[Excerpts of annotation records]
####

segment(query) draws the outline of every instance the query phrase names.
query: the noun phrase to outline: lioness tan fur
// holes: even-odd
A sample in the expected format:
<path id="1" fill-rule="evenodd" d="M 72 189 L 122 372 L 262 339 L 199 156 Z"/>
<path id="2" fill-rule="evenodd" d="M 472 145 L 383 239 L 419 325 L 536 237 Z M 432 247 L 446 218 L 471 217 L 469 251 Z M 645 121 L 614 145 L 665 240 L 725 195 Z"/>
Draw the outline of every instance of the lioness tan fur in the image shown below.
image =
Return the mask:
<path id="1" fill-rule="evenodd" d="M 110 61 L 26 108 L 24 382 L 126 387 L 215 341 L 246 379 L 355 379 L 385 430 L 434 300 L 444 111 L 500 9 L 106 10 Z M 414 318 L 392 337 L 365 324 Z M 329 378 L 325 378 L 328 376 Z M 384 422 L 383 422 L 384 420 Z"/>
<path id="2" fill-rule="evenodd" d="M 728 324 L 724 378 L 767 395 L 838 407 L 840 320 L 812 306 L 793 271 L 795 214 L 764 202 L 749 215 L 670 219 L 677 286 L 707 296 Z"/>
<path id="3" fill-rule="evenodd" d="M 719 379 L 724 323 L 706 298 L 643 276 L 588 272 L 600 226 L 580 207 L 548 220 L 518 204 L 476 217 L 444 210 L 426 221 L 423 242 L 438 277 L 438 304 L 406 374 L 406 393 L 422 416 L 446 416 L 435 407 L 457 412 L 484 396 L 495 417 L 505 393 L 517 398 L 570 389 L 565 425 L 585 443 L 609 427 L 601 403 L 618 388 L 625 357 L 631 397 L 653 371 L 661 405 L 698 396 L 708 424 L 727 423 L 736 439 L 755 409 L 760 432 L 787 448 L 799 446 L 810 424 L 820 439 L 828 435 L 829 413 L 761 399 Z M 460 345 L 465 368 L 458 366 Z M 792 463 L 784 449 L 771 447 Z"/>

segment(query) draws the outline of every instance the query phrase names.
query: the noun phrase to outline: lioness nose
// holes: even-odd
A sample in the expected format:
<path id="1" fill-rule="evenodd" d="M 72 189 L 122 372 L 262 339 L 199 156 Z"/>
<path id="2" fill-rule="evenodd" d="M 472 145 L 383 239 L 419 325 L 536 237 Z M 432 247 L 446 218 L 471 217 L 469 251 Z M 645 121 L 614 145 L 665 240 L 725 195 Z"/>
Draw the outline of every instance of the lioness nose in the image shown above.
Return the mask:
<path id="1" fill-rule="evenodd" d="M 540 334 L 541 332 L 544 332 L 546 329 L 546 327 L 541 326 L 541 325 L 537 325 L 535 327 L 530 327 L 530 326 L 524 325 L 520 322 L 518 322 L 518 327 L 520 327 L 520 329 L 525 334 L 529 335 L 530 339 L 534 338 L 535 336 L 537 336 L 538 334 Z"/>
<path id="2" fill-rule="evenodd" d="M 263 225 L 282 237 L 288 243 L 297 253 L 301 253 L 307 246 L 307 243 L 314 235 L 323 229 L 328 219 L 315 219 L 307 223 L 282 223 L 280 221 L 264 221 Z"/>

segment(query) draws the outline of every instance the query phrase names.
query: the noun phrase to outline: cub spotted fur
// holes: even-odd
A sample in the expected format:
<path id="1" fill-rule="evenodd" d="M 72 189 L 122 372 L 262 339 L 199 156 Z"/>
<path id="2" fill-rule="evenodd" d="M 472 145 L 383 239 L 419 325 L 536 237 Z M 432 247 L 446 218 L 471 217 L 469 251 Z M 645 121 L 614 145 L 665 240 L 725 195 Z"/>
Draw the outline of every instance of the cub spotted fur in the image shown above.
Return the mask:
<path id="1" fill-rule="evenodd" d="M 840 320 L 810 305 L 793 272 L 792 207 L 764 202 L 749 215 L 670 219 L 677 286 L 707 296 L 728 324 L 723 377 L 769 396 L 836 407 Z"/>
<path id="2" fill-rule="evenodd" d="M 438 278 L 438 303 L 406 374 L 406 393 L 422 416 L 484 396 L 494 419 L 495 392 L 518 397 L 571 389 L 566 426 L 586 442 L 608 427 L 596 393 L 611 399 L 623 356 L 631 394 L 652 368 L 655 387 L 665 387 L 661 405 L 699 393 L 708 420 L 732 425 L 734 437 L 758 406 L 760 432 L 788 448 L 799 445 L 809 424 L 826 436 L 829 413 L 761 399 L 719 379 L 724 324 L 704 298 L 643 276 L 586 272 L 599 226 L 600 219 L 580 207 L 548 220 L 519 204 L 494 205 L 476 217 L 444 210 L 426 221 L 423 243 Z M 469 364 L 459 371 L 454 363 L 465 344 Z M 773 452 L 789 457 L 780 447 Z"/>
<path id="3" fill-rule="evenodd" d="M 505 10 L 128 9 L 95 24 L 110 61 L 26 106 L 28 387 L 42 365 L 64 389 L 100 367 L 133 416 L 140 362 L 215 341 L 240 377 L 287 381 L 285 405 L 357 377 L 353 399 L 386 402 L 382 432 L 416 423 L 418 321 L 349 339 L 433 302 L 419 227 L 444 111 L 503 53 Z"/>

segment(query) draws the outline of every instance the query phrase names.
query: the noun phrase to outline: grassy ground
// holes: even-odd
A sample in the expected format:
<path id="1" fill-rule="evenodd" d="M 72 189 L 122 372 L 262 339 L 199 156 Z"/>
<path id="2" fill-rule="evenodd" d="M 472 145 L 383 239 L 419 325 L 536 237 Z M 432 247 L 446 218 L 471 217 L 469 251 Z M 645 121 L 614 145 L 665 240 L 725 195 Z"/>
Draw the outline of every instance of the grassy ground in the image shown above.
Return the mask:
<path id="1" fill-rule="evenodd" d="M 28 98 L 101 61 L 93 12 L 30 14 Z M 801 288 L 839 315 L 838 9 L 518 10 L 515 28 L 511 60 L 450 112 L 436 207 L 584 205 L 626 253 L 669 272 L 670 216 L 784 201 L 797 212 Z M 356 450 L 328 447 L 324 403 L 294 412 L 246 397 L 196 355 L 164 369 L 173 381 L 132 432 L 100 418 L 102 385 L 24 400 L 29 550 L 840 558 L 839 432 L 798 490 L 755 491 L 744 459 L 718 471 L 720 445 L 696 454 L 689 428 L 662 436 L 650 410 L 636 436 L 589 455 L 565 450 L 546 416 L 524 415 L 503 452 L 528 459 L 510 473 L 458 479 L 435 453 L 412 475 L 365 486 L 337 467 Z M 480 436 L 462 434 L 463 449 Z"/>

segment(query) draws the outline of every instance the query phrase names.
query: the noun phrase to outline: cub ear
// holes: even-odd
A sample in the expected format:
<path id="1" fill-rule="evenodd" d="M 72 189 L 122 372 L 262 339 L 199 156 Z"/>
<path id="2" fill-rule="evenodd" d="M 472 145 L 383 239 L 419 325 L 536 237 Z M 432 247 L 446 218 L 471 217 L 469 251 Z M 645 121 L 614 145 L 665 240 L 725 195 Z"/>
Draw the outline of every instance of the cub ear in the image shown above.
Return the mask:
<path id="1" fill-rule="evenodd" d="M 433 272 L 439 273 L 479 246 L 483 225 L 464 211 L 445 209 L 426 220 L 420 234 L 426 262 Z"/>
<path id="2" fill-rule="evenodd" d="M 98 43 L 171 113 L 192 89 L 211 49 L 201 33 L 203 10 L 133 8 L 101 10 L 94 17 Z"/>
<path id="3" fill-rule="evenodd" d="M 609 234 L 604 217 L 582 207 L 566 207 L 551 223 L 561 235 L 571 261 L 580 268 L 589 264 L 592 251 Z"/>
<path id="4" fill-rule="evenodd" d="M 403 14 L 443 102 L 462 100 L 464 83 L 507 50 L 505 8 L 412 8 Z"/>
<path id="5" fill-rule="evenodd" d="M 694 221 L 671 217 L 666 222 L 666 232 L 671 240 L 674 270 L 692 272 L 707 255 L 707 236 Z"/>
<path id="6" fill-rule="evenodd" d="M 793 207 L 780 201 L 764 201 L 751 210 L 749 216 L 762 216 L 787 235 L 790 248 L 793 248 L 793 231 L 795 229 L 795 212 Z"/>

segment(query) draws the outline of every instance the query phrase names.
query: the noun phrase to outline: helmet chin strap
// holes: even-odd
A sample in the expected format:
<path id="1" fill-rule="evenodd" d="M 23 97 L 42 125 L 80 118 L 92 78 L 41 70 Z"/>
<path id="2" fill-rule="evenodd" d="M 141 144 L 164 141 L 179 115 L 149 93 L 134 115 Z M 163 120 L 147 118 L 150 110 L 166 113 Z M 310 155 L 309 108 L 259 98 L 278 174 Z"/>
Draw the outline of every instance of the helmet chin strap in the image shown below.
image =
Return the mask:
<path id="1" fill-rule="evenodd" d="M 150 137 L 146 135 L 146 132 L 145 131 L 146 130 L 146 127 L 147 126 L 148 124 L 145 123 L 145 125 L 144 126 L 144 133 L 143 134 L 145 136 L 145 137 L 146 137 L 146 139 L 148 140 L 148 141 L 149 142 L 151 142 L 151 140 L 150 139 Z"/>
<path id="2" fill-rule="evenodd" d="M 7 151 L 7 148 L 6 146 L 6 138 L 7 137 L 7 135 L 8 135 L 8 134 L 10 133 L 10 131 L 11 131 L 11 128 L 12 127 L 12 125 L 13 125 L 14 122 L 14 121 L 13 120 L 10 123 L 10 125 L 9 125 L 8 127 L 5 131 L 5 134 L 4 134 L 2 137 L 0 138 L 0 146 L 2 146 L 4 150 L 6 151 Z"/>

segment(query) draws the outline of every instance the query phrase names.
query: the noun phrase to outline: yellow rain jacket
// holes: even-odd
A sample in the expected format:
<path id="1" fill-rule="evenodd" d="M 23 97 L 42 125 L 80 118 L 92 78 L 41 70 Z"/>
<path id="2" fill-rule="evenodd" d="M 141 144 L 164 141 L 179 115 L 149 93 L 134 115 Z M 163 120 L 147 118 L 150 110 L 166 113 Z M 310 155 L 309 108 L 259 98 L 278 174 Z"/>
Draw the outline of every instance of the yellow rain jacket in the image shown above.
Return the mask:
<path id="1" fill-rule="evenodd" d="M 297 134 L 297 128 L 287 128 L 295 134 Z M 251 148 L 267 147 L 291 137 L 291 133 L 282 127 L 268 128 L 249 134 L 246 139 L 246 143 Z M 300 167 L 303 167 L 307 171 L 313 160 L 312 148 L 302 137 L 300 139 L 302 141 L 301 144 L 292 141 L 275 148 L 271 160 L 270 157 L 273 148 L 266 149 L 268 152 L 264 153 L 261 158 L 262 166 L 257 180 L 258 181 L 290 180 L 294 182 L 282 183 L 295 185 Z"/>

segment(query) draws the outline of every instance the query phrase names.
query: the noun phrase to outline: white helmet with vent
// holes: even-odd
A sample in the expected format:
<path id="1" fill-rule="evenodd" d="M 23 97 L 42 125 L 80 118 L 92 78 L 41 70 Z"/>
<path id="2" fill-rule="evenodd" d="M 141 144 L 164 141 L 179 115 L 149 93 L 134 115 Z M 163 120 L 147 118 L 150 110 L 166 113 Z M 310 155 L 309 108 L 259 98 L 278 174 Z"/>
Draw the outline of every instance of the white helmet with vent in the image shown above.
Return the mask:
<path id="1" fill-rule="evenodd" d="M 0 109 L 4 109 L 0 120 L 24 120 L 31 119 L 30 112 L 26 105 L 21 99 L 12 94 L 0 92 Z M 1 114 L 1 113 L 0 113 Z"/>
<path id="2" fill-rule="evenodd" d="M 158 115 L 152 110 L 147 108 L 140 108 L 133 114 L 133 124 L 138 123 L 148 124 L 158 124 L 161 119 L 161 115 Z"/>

####

**Written instruction**.
Could you print, character for character, the part of the listing above that opens with its first line and closes with the line containing "379 L 724 323", including both of those lines?

**Exercise output**.
segment(query) draws the outline of every instance the query phrase names.
query: the noun phrase to outline: lioness tan fur
// holes: even-odd
A sample in the expected format:
<path id="1" fill-rule="evenodd" d="M 72 189 L 122 372 L 262 339 L 199 156 Z"/>
<path id="2" fill-rule="evenodd" d="M 472 145 L 383 239 L 419 325 L 536 237 Z M 432 247 L 446 218 L 471 217 L 469 251 Z M 645 121 L 614 145 L 665 240 L 725 195 Z"/>
Draw the outline of every instance of the lioness tan fur in the image shown below.
image =
Return the mask:
<path id="1" fill-rule="evenodd" d="M 110 61 L 26 108 L 24 382 L 126 387 L 215 341 L 246 379 L 355 379 L 385 430 L 434 300 L 444 111 L 500 9 L 106 10 Z M 414 318 L 392 337 L 365 324 Z M 329 378 L 325 378 L 328 376 Z M 384 422 L 383 422 L 384 420 Z"/>
<path id="2" fill-rule="evenodd" d="M 728 324 L 724 378 L 767 395 L 838 407 L 840 320 L 812 306 L 793 271 L 795 214 L 764 202 L 749 215 L 670 219 L 677 286 L 707 296 Z"/>
<path id="3" fill-rule="evenodd" d="M 719 379 L 724 323 L 706 298 L 643 276 L 588 272 L 600 226 L 580 207 L 548 220 L 518 204 L 476 217 L 444 210 L 426 221 L 423 242 L 438 277 L 438 304 L 406 374 L 406 393 L 422 416 L 446 416 L 435 407 L 457 412 L 484 396 L 495 417 L 505 393 L 517 398 L 570 389 L 565 425 L 585 443 L 609 427 L 601 403 L 618 388 L 625 357 L 631 397 L 653 371 L 661 405 L 698 396 L 708 424 L 727 423 L 736 439 L 755 409 L 760 432 L 787 448 L 799 446 L 810 424 L 820 439 L 828 435 L 829 413 L 761 399 Z M 460 345 L 465 368 L 458 366 Z M 792 463 L 784 449 L 771 447 Z"/>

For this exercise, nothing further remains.